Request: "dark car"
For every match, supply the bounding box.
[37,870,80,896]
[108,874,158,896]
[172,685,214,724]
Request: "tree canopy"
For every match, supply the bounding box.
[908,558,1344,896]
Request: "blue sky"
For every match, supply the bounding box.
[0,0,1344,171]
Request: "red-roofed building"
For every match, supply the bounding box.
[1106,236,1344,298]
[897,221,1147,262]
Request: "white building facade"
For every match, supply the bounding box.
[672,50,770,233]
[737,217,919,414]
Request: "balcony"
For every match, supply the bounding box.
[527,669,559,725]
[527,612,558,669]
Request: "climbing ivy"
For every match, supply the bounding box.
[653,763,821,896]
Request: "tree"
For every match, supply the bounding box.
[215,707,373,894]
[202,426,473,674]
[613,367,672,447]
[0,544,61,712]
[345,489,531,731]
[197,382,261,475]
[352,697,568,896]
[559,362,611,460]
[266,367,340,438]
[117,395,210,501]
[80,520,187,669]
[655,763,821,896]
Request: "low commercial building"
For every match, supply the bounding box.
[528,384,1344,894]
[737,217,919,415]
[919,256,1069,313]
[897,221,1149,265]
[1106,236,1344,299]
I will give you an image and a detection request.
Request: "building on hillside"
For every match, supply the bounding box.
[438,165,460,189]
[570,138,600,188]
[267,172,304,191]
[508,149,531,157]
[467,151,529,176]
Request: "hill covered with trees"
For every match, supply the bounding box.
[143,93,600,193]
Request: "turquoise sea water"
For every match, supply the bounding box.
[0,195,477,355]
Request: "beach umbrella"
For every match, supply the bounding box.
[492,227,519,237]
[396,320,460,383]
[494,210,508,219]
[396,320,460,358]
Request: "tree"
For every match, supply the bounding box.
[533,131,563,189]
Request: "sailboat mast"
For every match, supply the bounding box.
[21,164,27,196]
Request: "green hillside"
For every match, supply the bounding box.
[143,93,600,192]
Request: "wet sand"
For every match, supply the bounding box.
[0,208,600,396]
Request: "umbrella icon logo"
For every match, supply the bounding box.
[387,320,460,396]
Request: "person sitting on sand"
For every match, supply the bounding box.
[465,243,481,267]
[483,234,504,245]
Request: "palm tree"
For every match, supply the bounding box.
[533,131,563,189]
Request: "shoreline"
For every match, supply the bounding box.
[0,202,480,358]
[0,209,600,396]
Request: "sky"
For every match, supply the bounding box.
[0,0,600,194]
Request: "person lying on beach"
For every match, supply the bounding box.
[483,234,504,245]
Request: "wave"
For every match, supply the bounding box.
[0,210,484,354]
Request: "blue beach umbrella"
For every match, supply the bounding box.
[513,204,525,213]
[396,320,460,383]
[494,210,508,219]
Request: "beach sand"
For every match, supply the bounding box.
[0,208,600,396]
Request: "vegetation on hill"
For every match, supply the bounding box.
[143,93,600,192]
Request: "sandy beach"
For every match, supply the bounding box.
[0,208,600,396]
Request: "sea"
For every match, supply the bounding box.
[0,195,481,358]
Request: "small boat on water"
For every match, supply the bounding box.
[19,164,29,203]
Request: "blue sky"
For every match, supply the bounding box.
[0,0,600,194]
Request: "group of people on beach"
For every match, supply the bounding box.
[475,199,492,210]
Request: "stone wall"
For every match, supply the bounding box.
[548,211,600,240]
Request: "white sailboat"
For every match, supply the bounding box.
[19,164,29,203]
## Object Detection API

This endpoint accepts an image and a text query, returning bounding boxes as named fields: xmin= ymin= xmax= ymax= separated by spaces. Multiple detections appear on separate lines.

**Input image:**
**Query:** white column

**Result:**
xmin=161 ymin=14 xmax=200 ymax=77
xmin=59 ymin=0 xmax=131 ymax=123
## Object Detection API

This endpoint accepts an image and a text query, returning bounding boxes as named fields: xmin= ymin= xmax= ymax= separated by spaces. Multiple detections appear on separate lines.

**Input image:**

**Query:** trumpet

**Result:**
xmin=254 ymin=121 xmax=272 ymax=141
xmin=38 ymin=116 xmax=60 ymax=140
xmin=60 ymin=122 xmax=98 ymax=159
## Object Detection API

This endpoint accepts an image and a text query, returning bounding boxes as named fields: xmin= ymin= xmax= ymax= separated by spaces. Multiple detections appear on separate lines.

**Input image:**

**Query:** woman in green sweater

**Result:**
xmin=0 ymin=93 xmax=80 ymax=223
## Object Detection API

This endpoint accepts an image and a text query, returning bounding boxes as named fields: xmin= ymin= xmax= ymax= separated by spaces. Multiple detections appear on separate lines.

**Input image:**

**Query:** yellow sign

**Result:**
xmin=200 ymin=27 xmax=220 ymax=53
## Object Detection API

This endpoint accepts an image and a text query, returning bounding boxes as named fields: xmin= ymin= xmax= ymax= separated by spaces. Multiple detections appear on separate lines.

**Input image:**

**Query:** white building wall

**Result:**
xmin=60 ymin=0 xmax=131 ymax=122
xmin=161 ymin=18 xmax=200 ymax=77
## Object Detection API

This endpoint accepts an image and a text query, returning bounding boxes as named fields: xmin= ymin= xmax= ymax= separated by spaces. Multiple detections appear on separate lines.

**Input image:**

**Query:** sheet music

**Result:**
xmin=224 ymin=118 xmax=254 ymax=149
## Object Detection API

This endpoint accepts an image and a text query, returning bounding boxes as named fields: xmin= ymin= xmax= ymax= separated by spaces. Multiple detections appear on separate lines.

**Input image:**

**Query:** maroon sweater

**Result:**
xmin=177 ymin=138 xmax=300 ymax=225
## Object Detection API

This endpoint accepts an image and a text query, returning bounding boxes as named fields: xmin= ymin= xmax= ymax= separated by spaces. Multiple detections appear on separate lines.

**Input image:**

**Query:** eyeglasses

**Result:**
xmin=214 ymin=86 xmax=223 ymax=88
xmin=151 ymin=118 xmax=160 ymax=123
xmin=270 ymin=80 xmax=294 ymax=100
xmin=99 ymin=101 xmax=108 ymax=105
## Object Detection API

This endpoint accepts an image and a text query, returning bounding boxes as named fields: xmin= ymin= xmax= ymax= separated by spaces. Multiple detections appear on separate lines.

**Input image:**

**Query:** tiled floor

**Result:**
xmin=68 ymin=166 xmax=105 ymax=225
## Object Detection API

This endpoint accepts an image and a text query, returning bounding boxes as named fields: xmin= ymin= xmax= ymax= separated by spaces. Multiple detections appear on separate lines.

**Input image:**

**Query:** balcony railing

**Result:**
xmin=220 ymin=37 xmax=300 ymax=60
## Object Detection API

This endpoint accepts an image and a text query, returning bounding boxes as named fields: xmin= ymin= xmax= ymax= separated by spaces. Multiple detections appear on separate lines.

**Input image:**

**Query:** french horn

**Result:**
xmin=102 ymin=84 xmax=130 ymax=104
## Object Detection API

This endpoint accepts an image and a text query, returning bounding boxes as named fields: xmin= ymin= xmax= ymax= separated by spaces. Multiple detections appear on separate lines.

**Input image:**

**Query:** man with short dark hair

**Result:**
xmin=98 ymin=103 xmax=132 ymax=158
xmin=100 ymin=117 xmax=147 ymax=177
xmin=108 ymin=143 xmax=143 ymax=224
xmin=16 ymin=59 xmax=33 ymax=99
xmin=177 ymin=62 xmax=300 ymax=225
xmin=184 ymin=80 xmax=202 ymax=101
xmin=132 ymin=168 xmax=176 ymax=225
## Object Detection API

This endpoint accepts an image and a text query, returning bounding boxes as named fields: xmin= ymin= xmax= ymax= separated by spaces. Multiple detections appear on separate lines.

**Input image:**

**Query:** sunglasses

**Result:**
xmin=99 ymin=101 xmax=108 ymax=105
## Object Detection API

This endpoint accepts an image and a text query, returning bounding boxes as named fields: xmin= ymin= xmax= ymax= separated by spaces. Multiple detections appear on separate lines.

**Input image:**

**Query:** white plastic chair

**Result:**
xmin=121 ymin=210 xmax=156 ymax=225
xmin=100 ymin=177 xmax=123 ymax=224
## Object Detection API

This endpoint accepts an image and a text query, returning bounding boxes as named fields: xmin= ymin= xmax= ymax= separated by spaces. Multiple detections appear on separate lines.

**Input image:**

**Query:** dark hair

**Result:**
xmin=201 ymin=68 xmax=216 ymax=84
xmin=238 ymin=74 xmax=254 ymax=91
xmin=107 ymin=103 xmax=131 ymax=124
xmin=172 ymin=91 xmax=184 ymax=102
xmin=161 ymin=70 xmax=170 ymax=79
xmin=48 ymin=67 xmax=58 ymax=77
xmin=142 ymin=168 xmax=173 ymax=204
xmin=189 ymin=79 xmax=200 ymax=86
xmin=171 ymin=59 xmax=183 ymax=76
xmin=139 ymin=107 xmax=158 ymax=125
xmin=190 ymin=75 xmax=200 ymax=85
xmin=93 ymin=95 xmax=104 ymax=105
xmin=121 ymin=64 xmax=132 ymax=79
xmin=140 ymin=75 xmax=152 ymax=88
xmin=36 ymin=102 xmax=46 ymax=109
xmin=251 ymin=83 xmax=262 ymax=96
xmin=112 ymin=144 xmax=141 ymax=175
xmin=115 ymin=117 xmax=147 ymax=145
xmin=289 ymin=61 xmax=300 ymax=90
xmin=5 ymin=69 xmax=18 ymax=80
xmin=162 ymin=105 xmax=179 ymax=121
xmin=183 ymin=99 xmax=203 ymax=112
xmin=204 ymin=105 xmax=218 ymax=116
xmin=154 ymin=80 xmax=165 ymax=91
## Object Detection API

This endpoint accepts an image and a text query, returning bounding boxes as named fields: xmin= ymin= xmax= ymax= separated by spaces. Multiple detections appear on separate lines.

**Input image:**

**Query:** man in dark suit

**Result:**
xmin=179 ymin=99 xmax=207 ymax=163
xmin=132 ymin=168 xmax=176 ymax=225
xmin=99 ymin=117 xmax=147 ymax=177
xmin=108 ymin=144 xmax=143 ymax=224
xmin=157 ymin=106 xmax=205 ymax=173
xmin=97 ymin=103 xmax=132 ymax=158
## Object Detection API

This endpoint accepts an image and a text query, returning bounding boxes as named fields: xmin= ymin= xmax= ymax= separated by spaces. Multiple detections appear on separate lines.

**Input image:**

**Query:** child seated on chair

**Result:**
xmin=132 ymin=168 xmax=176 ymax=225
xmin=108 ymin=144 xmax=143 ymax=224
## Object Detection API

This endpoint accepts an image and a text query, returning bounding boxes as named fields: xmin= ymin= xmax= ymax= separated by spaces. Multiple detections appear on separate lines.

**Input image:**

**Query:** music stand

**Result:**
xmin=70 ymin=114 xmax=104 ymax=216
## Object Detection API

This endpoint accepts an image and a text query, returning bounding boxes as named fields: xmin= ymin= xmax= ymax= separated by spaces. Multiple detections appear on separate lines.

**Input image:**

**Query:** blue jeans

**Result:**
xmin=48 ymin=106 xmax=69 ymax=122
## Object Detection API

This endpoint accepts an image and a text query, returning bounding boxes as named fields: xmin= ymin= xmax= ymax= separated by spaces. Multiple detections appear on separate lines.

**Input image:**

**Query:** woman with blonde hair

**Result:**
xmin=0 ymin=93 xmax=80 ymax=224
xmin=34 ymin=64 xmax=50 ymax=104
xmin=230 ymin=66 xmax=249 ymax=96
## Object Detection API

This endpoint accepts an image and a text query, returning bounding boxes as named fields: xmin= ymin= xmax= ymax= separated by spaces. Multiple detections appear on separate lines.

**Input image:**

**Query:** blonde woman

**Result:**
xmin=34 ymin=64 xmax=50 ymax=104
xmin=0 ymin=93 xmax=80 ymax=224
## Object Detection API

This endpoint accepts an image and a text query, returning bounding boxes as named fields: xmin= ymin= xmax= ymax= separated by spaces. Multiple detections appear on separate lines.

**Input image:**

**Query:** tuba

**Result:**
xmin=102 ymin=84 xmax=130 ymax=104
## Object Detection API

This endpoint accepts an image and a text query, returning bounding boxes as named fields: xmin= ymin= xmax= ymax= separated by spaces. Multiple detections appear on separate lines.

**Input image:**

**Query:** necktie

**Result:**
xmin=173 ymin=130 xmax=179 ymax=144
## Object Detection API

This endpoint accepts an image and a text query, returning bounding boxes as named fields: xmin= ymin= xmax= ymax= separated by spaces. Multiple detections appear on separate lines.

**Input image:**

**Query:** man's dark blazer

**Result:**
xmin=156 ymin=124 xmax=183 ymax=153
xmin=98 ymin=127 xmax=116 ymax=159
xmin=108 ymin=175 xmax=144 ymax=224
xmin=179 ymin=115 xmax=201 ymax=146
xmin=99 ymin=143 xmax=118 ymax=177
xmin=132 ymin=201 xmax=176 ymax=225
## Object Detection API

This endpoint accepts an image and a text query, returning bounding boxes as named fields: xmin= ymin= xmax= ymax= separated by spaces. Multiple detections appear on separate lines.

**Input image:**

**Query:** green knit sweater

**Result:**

(The request):
Return every line of the material above that contains the string "umbrella". Matching is case-sensitive.

(Completed task):
Request: "beach umbrella"
Request: "umbrella icon logo"
Request: "blue beach umbrella"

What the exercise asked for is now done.